TEKST DO PRZECZYTANIA
-*-*-

Zapowiedzi Eucharystii w Ewangeliach.
Drugie rozmnożenie chleba (Mk 8,1-10)
Przekaz o nakarmieniu czterech tysięcy ludzi na nieżydowskim terytorium jest tak bardzo podobny do opisu nakarmienia pięciu tysięcy mężczyzn w Galilei (zob. Mk 6,35-44). Stąd też niektórzy komentatorzy utrzymują, iż są to dwa Markowe opisy tego samego wydarzenia, które zostały przekazane przez tradycję w dwóch różnych wersjach. Jednak wydarzenia te różnią się znacząco szczegółami, stąd też bardziej zasadnym jest uznanie, iż św. Marek przedstawił dwa różne epizody w taki sposób, by podkreślić ich podobieństwa. Każde z nich niewątpliwie jest prefiguracją pokarmu eucharystycznego (Mk 14,22) oraz mesjańskiej uczty przy nadejściu królestwa[16].
Drugi przekaz o rozmnożeniu, podobnie jak pierwszy rozpoczyna się od wzmianki o otaczającym Jezusa „wielkim tłumie” (Mk 6,34; 8,1). Wzmianka ta wydaje się mieć na celu powiązanie tych dwóch wydarzeń. To wprowadzenie wprowadza i podkreśla dramatyzm sytuacji.

-*-*-

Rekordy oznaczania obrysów

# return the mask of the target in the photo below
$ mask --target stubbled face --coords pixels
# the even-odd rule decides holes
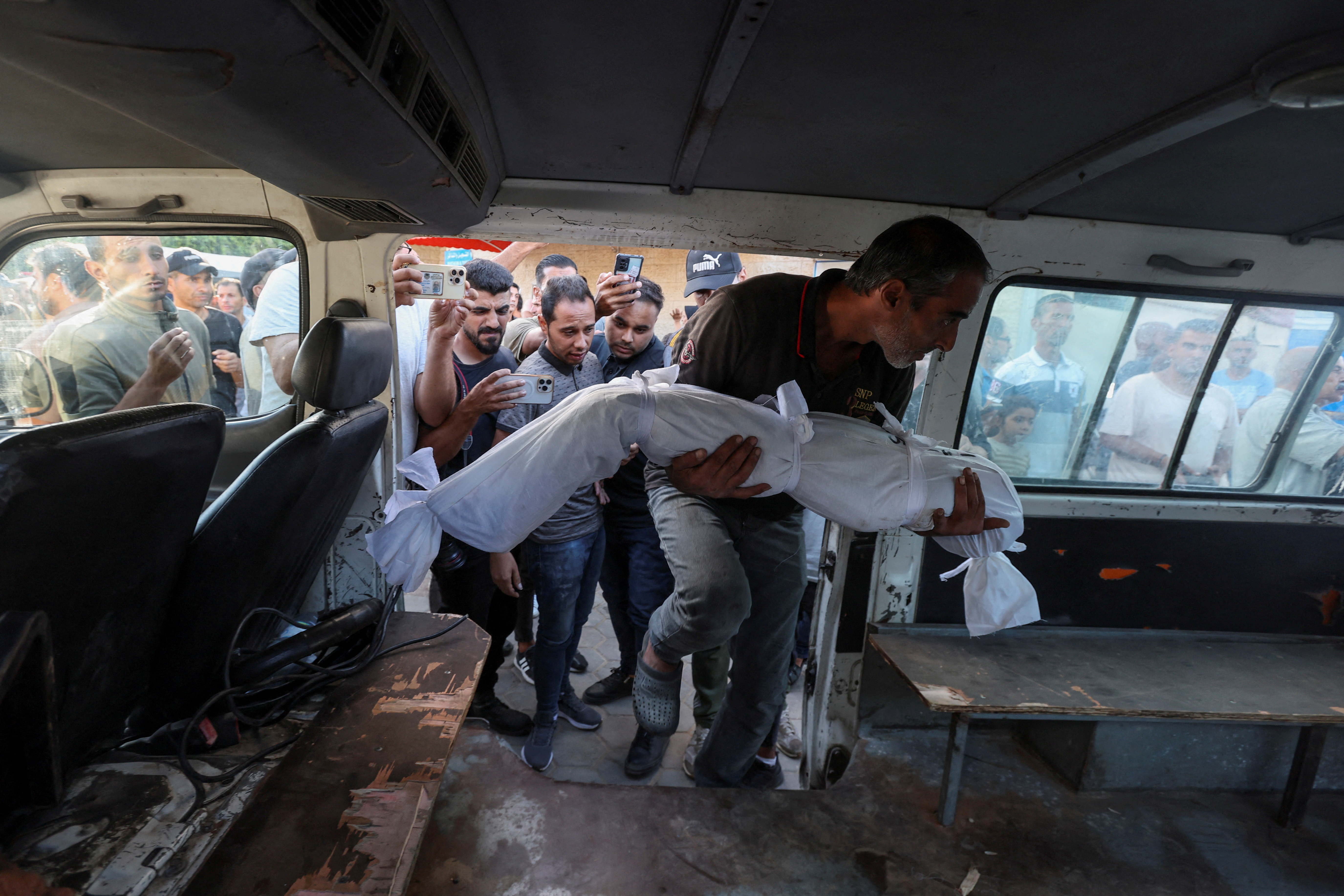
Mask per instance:
[[[523,317],[535,317],[538,321],[542,320],[542,293],[546,292],[546,285],[551,282],[555,277],[573,277],[578,274],[574,267],[543,267],[542,269],[542,282],[532,285],[532,298],[527,301],[523,306]]]
[[[894,305],[884,304],[880,320],[874,322],[874,337],[887,363],[910,367],[934,349],[950,352],[957,344],[957,328],[970,317],[984,285],[977,274],[957,274],[942,293],[930,296],[919,308],[914,308],[909,294]],[[903,290],[905,285],[888,281],[879,289]]]
[[[1335,361],[1335,369],[1325,377],[1321,391],[1316,395],[1317,404],[1333,404],[1340,400],[1340,382],[1344,380],[1344,364]]]
[[[1227,363],[1235,368],[1250,367],[1257,353],[1255,343],[1232,340],[1227,344]]]
[[[1036,330],[1036,341],[1059,348],[1074,332],[1074,304],[1050,302],[1040,309],[1040,317],[1031,318],[1031,329]]]
[[[1008,360],[1012,351],[1012,340],[1007,336],[986,336],[984,348],[980,351],[984,365],[993,369]]]
[[[188,277],[181,271],[168,274],[168,292],[177,308],[199,312],[215,297],[215,278],[208,270]]]
[[[493,355],[500,351],[500,340],[504,339],[512,297],[508,293],[495,296],[481,290],[472,293],[472,306],[466,310],[462,332],[481,355]]]
[[[606,318],[606,344],[613,355],[628,361],[653,341],[657,321],[657,305],[636,300]]]
[[[1172,369],[1181,379],[1199,376],[1199,372],[1204,369],[1204,361],[1208,360],[1208,353],[1214,351],[1214,333],[1196,333],[1195,330],[1177,333],[1167,349]]]
[[[1030,407],[1019,407],[1004,416],[1004,439],[1009,443],[1024,439],[1031,435],[1034,426],[1036,426],[1036,412]]]
[[[233,283],[220,283],[215,293],[219,300],[219,310],[226,314],[237,314],[243,306],[243,294]]]
[[[103,236],[103,259],[85,266],[112,298],[159,302],[168,294],[168,258],[157,236]]]
[[[582,302],[556,302],[555,320],[539,318],[546,334],[546,348],[566,364],[582,364],[593,344],[593,329],[597,325],[597,309],[593,300]]]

-*-*-

OPIS ZADANIA
Proszę wypisać bez zmian fragment tekstu o drugim rozmnożeniu chleba od słów „Przekaz o nakarmieniu” do słów „przy nadejściu królestwa[16].”.

ODPOWIEDŹ PISEMNA
Przekaz o nakarmieniu czterech tysięcy ludzi na nieżydowskim terytorium jest tak bardzo podobny do opisu nakarmienia pięciu tysięcy mężczyzn w Galilei (zob. Mk 6,35-44). Stąd też niektórzy komentatorzy utrzymują, iż są to dwa Markowe opisy tego samego wydarzenia, które zostały przekazane przez tradycję w dwóch różnych wersjach. Jednak wydarzenia te różnią się znacząco szczegółami, stąd też bardziej zasadnym jest uznanie, iż św. Marek przedstawił dwa różne epizody w taki sposób, by podkreślić ich podobieństwa. Każde z nich niewątpliwie jest prefiguracją pokarmu eucharystycznego (Mk 14,22) oraz mesjańskiej uczty przy nadejściu królestwa[16].